▶ [Your objective]
Rewrite each of the entries below with "white pipe" changed to "gray pipe" and the rest left as is. Leave the pictures out of your answer.

▶ [Dataset extract]
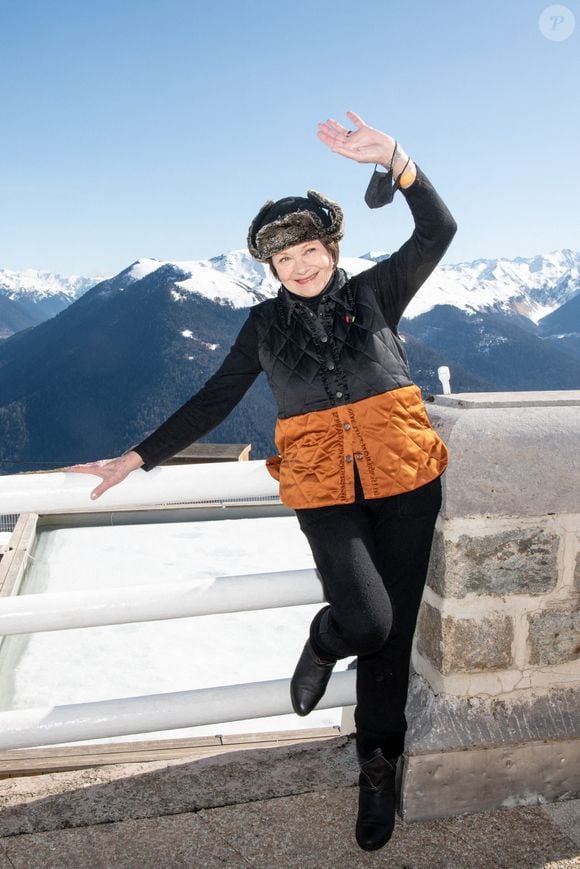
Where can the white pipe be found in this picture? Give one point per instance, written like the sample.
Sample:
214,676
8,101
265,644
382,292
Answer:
64,492
27,728
444,376
58,611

▶ [Reply to the task]
Where can the gray pipe be found in this picture? Give one point per instance, written like the sample.
Sample:
214,676
8,101
265,644
382,292
Answer:
64,492
27,728
444,376
58,611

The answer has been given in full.